▸ **Selected passage**:
Nothing beats a plate of fresh-off-the-grill satay with that distinctive charred aroma, served with peanut sauce, ketupat, cucumber and red onion. Today, I will show you how to make chicken satay from scratch along with my special homemade satay sauce!

Print Recipe

Ingredients

Rempah (Spice Blend)

  • 8 slices Galangal
  • 10 cloves Garlic
  • 25 Shallots
  • 3 stalks Lemongrass white section only, sliced
  • tbsp Coriander Powder
  • 1 tsp Cumin Powder
  • 2 tsp Turmeric Powder
  • 1 tsp Powdered Ginger

Satay

  • 500 g Chicken Thigh skinless and boneless, cubed
  • Rempah
  • 2 tbsp Oil
  • 1 tsp Salt
  • tbsp Sugar

Satay Sauce

  • 1 tbsp Tamarind Paste Assam
  • 120 ml Warm Water
  • 6 tbsp Oil
  • Rempah
  • 2 tbsp Dried Chilli Paste
  • 3 tbsp Gula Melaka
  • A pinch Salt
  • tbsp Sugar
  • 150 g Coarsely Ground Peanut
  • 450 ml Water

Others

  • Satay Sticks soaked in water overnight
  • Oil for brushing the satay
  • Banana Leaf (optional)
  • 300 g Lontong Rice
  • 1 Cucumber
  • 1 Red Onion

Instructions

Prepare the Rempah

  • Blend the galangal, garlic, shallots and lemongrass in a food processor until fine.

  • Add in the remaining ingredients and mix well.

▸ **Data**:
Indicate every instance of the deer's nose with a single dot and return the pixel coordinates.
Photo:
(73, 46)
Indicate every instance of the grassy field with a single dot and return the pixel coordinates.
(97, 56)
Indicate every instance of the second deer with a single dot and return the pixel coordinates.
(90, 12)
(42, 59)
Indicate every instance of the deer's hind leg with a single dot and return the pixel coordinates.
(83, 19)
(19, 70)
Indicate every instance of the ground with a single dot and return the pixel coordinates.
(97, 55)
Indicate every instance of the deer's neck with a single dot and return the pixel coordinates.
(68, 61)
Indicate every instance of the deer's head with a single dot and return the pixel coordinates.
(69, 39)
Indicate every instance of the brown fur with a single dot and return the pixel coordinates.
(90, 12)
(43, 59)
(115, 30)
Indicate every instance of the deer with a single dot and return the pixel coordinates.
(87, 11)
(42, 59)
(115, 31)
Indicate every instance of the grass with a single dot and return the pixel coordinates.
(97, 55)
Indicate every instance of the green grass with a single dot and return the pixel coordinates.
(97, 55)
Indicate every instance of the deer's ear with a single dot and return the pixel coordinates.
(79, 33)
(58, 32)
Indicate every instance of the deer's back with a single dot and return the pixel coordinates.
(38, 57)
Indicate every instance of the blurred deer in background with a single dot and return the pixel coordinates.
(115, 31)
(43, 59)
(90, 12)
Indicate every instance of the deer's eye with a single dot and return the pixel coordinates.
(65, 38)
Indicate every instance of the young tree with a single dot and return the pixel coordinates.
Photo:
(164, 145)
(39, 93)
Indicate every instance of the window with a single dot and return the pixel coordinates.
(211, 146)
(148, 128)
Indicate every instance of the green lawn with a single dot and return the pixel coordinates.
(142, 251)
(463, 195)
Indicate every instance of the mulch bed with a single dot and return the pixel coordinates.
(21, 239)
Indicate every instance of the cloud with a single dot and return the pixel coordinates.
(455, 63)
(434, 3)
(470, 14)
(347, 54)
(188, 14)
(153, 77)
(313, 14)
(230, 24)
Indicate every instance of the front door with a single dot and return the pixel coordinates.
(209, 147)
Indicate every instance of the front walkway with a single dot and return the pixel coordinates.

▸ **Aim of the task**: Write out the stretch of the satay recipe from "Instructions" through "and mix well.", replacing "food processor" with "blender". Use nothing but the satay recipe to answer.

▸ **Answer below**:
Instructions

Prepare the Rempah

  • Blend the galangal, garlic, shallots and lemongrass in a blender until fine.

  • Add in the remaining ingredients and mix well.